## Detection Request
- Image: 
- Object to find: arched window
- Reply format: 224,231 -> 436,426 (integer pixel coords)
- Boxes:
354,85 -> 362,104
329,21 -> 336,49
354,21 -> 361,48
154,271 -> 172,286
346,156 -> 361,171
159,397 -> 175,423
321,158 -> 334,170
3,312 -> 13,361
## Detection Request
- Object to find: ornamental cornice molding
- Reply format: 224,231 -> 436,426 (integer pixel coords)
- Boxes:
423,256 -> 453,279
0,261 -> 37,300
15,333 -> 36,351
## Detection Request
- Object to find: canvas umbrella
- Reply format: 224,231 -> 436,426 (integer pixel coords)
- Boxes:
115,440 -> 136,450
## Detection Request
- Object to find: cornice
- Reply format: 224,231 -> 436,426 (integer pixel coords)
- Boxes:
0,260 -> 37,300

◆ **PROBLEM**: Render all of the records above as a two-column CSV with the header record,answer. Give one row per record, with the record's text in the first field and its answer in the second, each field enclosed in double quotes and every line break replaced by a space.

◆ **EXERCISE RESULT**:
record,answer
"## Detection Request - Image: - Object to find: arched window - Reply format: 224,231 -> 436,426 (integer pixel coords) - Boxes:","354,85 -> 362,104 329,21 -> 336,49 354,21 -> 361,48 154,271 -> 172,286 346,156 -> 361,171 159,397 -> 175,423 321,158 -> 334,170 3,312 -> 13,361"
"## Detection Request - Object to find: ornamental cornice molding - Reply format: 224,231 -> 436,426 (integer pixel coords) - Boxes:","423,256 -> 453,279 0,261 -> 37,300 15,333 -> 36,351"
"## Detection Request - Object to find: canvas umbrella - Reply format: 224,231 -> 436,426 (integer pixel coords) - Boxes:","115,440 -> 136,450"
"## Detection Request - Object to find: cornice - Reply format: 224,231 -> 436,426 (integer pixel coords) - Boxes:","0,260 -> 37,300"